## Given task
Rewrite these records with every "Target" changed to "Object" and everything else kept the same. Leave the pictures out of your answer.

# Task material start

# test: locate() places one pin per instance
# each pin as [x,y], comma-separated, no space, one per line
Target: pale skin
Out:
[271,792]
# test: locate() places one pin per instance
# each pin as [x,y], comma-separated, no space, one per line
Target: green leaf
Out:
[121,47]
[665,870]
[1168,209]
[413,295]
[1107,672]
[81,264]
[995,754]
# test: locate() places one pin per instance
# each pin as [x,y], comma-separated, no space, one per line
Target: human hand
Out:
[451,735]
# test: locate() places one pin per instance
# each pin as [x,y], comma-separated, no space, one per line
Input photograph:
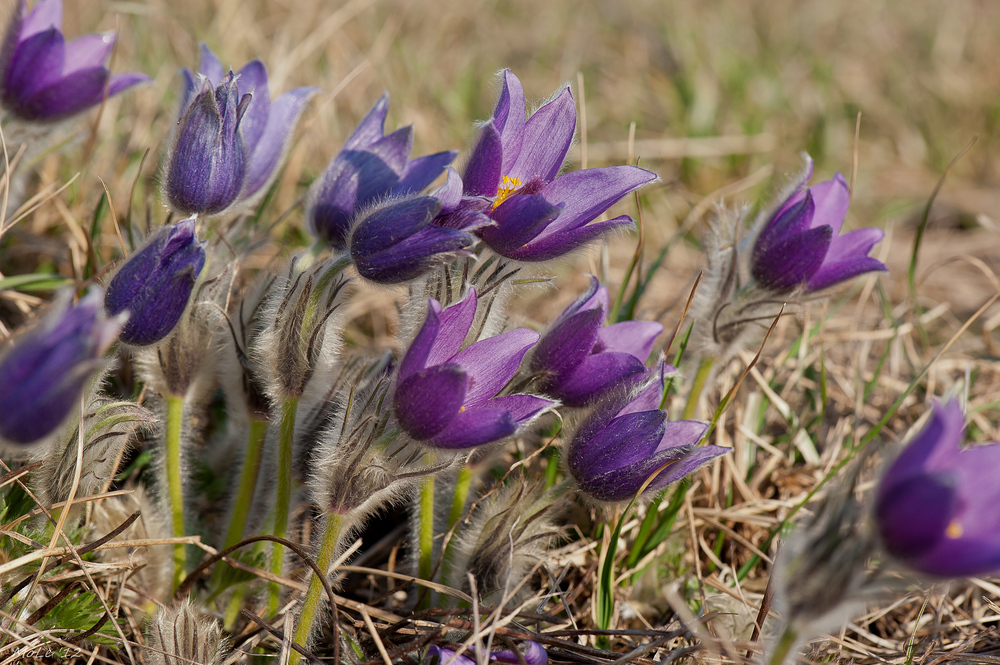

# Task material end

## Output below
# test: locate() places one pin per instance
# each pin as [x,y], comma-separated, no space, one per line
Object: pale skin
Out:
[271,792]
# test: locate() places one pin per instance
# each pin as [x,y], comma-separated, no space, one per line
Object: green leaf
Out:
[121,47]
[665,870]
[1168,209]
[413,295]
[1107,672]
[81,264]
[995,754]
# test: locate() places one pin per instance
# each pin as [x,y], comma-separated, no space, one per line
Object: human hand
Out:
[451,735]
# test: locate() places one pin per instance
# each pin as [x,y], comma-separated, no space, one per line
Input photograph:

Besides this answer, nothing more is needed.